(WORK INSTRUCTION 1):
According to the DiverseVul passage, how many CWEs does DiverseVul span?
(WORK INSTRUCTION 2):
Rewrite the part of the DiverseVul passage that opens with the words containing "- Semantic Breadth: Inclusion" and closes with "robust vulnerability detection.", replacing "superficial" with "surface-level".

A comprehensive evaluation in (Chen et al., 2023) covers 11 models spanning GNNs, transformer-based LLMs, and code-specific pretraining objectives. LLMs with such objectives (e.g., identifier masking, code “naturalizing”) consistently outperform models trained solely on next-token objectives or generic masked language modeling.
6. Challenges, Comparative Advantages, and Research Directions
DiverseVul sets new standards in several respects:
- Scale and Diversity: It more than doubles previous corpus sizes for C/C++ vulnerabilities, spans 150 CWEs, and covers nearly 800 projects, with substantial representation from both popular and previously-unseen codebases.
- Semantic Breadth: Inclusion of a long tail of rare CWEs, and strict before/after-fix matching for labeling, facilitates research on generalization and rare weaknesses.
- Automatic Abstraction: SCoPE abstraction eliminates superficial identifier bias, better aligning data with the semantics required for robust vulnerability detection.
- LLM Utility: The dataset’s form and scale are particularly conducive to LLM training; binary as well as multi-label classification (for CWE) can be directly benchmarked.

(MATERIAL SUPPLIED):
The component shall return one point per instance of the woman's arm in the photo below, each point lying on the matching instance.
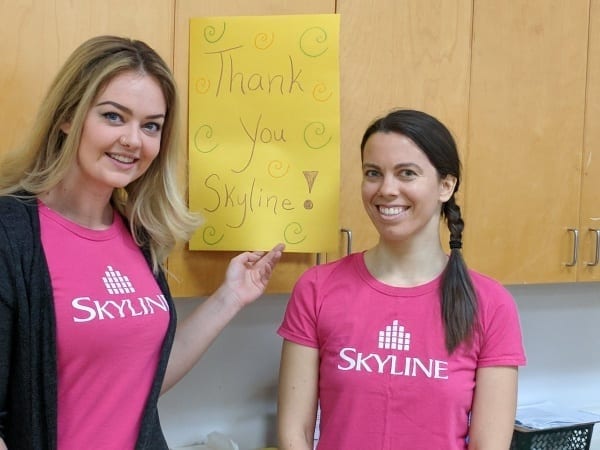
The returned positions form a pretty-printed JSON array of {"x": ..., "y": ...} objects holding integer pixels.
[
  {"x": 246, "y": 278},
  {"x": 298, "y": 396},
  {"x": 494, "y": 408}
]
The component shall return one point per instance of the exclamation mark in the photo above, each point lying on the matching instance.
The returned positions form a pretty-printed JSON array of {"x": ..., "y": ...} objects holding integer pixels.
[{"x": 310, "y": 176}]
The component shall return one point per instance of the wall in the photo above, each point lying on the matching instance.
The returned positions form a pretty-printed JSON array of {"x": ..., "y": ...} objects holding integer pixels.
[{"x": 233, "y": 389}]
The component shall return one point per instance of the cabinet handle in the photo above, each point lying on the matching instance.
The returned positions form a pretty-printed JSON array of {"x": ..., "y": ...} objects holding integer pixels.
[
  {"x": 597, "y": 256},
  {"x": 575, "y": 232},
  {"x": 348, "y": 234},
  {"x": 349, "y": 240}
]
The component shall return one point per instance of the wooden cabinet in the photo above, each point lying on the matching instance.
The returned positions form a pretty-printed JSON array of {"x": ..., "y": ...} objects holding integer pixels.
[
  {"x": 526, "y": 129},
  {"x": 588, "y": 266}
]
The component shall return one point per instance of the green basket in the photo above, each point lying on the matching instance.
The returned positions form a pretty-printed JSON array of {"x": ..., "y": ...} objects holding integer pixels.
[{"x": 577, "y": 437}]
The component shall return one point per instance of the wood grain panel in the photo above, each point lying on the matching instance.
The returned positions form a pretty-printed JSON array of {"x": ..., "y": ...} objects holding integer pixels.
[
  {"x": 590, "y": 197},
  {"x": 525, "y": 137}
]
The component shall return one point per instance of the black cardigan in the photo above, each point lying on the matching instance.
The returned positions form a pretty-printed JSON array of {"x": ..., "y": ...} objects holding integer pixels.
[{"x": 28, "y": 373}]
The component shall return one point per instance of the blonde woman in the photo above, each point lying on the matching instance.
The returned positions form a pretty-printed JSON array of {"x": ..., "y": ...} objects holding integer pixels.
[{"x": 89, "y": 210}]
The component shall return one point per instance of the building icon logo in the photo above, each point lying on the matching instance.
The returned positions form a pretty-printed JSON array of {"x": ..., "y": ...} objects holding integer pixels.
[
  {"x": 116, "y": 283},
  {"x": 394, "y": 337}
]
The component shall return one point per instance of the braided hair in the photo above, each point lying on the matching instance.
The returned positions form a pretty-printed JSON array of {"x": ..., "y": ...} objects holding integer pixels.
[{"x": 458, "y": 298}]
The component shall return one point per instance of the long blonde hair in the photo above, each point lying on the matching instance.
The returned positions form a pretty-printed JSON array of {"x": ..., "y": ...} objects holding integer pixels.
[{"x": 157, "y": 214}]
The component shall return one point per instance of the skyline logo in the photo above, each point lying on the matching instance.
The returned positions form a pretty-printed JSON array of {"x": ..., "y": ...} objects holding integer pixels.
[
  {"x": 116, "y": 283},
  {"x": 393, "y": 337}
]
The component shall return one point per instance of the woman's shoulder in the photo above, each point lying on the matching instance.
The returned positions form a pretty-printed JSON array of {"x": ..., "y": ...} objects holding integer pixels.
[
  {"x": 489, "y": 290},
  {"x": 17, "y": 208},
  {"x": 324, "y": 271}
]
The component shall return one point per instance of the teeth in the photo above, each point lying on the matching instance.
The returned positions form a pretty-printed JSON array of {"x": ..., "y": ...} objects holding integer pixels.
[
  {"x": 122, "y": 158},
  {"x": 391, "y": 211}
]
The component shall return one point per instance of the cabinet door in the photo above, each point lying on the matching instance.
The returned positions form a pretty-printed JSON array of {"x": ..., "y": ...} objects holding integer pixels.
[
  {"x": 37, "y": 36},
  {"x": 590, "y": 193},
  {"x": 194, "y": 273},
  {"x": 397, "y": 53},
  {"x": 525, "y": 137}
]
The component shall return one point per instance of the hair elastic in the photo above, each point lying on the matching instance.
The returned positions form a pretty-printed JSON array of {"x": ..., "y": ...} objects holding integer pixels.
[{"x": 455, "y": 244}]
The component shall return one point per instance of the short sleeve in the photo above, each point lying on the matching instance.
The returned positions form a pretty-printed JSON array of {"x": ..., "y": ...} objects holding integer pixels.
[
  {"x": 299, "y": 323},
  {"x": 501, "y": 336}
]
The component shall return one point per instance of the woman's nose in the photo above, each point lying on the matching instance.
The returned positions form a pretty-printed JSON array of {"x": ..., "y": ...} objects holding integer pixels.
[
  {"x": 388, "y": 186},
  {"x": 131, "y": 138}
]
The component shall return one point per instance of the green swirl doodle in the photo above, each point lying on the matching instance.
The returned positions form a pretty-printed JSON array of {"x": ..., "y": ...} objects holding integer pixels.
[
  {"x": 308, "y": 39},
  {"x": 315, "y": 129},
  {"x": 296, "y": 232},
  {"x": 210, "y": 34},
  {"x": 209, "y": 234},
  {"x": 207, "y": 129}
]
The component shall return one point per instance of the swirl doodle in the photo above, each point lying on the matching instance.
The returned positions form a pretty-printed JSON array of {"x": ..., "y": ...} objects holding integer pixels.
[
  {"x": 202, "y": 85},
  {"x": 278, "y": 169},
  {"x": 313, "y": 42},
  {"x": 263, "y": 41},
  {"x": 321, "y": 93},
  {"x": 204, "y": 132},
  {"x": 209, "y": 236},
  {"x": 211, "y": 35},
  {"x": 294, "y": 233},
  {"x": 314, "y": 135}
]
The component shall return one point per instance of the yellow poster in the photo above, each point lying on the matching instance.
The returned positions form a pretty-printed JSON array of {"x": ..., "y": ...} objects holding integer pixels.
[{"x": 264, "y": 132}]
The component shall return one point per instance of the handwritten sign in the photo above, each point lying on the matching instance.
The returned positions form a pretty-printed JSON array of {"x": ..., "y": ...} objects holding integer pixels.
[{"x": 264, "y": 132}]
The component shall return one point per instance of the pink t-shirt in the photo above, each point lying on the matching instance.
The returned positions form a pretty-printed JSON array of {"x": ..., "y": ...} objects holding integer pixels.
[
  {"x": 386, "y": 380},
  {"x": 111, "y": 320}
]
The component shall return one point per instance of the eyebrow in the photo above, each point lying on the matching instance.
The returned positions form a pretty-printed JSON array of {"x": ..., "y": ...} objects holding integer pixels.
[
  {"x": 397, "y": 166},
  {"x": 127, "y": 110}
]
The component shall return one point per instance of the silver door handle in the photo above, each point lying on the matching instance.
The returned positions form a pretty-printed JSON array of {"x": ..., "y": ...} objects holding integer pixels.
[
  {"x": 597, "y": 255},
  {"x": 575, "y": 232}
]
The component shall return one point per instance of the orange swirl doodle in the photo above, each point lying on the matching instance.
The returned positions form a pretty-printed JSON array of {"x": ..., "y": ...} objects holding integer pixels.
[
  {"x": 321, "y": 93},
  {"x": 202, "y": 133},
  {"x": 294, "y": 233},
  {"x": 211, "y": 35},
  {"x": 202, "y": 85},
  {"x": 263, "y": 41},
  {"x": 313, "y": 42},
  {"x": 278, "y": 169},
  {"x": 314, "y": 135},
  {"x": 209, "y": 234}
]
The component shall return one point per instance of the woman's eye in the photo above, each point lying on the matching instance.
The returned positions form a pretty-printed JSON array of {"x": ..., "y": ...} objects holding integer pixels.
[
  {"x": 152, "y": 127},
  {"x": 408, "y": 173},
  {"x": 112, "y": 117}
]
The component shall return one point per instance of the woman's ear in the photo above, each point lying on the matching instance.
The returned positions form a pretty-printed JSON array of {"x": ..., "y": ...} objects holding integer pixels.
[
  {"x": 447, "y": 186},
  {"x": 65, "y": 127}
]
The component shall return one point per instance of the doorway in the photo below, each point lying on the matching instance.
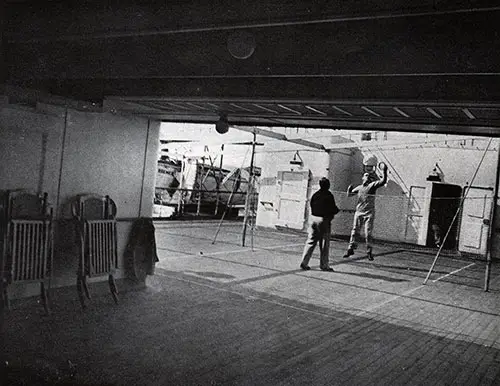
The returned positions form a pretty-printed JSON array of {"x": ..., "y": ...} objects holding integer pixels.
[{"x": 444, "y": 203}]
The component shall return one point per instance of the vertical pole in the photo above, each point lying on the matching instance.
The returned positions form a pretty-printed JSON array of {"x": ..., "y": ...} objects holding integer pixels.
[
  {"x": 181, "y": 188},
  {"x": 457, "y": 212},
  {"x": 200, "y": 183},
  {"x": 493, "y": 220},
  {"x": 219, "y": 180},
  {"x": 249, "y": 188}
]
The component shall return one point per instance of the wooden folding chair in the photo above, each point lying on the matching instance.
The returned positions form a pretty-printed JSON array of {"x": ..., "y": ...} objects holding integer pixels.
[
  {"x": 27, "y": 241},
  {"x": 96, "y": 219}
]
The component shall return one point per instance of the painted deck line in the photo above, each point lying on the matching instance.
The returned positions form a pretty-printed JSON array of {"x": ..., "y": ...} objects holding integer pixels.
[
  {"x": 453, "y": 272},
  {"x": 249, "y": 249},
  {"x": 406, "y": 293},
  {"x": 255, "y": 298}
]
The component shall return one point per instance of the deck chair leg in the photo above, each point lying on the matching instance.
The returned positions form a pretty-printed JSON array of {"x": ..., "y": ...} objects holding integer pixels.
[
  {"x": 81, "y": 292},
  {"x": 113, "y": 289},
  {"x": 6, "y": 300},
  {"x": 86, "y": 287},
  {"x": 45, "y": 297}
]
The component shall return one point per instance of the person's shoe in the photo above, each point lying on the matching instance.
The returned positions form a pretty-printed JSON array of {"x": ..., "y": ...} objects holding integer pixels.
[
  {"x": 370, "y": 254},
  {"x": 349, "y": 252},
  {"x": 305, "y": 267}
]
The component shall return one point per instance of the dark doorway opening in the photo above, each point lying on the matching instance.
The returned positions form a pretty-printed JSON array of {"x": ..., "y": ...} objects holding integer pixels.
[{"x": 445, "y": 201}]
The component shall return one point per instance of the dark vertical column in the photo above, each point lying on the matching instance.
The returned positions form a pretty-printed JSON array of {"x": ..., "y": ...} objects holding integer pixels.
[{"x": 3, "y": 67}]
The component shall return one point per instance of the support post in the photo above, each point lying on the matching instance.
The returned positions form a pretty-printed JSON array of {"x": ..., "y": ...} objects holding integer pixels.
[
  {"x": 491, "y": 232},
  {"x": 249, "y": 191},
  {"x": 456, "y": 214}
]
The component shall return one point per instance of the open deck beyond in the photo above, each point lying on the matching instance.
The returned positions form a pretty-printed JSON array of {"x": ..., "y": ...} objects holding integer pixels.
[{"x": 217, "y": 314}]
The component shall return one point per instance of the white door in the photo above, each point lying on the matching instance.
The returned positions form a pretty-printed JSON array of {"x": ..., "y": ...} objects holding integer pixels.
[
  {"x": 475, "y": 224},
  {"x": 291, "y": 198}
]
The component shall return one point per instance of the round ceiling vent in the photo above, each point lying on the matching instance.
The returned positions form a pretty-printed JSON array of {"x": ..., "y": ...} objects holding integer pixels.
[{"x": 241, "y": 44}]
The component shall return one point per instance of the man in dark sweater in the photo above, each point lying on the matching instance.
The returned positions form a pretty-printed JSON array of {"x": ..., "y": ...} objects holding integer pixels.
[{"x": 323, "y": 209}]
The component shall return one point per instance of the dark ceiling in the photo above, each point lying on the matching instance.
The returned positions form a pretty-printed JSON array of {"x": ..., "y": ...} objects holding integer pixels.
[{"x": 429, "y": 66}]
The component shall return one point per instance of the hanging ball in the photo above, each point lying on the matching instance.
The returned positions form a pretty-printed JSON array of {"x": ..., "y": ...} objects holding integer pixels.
[
  {"x": 222, "y": 125},
  {"x": 241, "y": 44}
]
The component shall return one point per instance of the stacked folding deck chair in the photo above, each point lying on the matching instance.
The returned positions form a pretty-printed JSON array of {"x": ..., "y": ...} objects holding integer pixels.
[
  {"x": 26, "y": 241},
  {"x": 96, "y": 219}
]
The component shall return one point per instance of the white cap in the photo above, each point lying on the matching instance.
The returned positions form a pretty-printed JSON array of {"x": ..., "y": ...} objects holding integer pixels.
[{"x": 370, "y": 160}]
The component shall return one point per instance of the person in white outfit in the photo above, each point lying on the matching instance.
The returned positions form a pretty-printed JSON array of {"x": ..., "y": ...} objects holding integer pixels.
[{"x": 365, "y": 209}]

(WRITTEN SOLUTION 1):
150 CWEs.

(WRITTEN SOLUTION 2):
- Semantic Breadth: Inclusion of a long tail of rare CWEs, and strict before/after-fix matching for labeling, facilitates research on generalization and rare weaknesses.
- Automatic Abstraction: SCoPE abstraction eliminates surface-level identifier bias, better aligning data with the semantics required for robust vulnerability detection.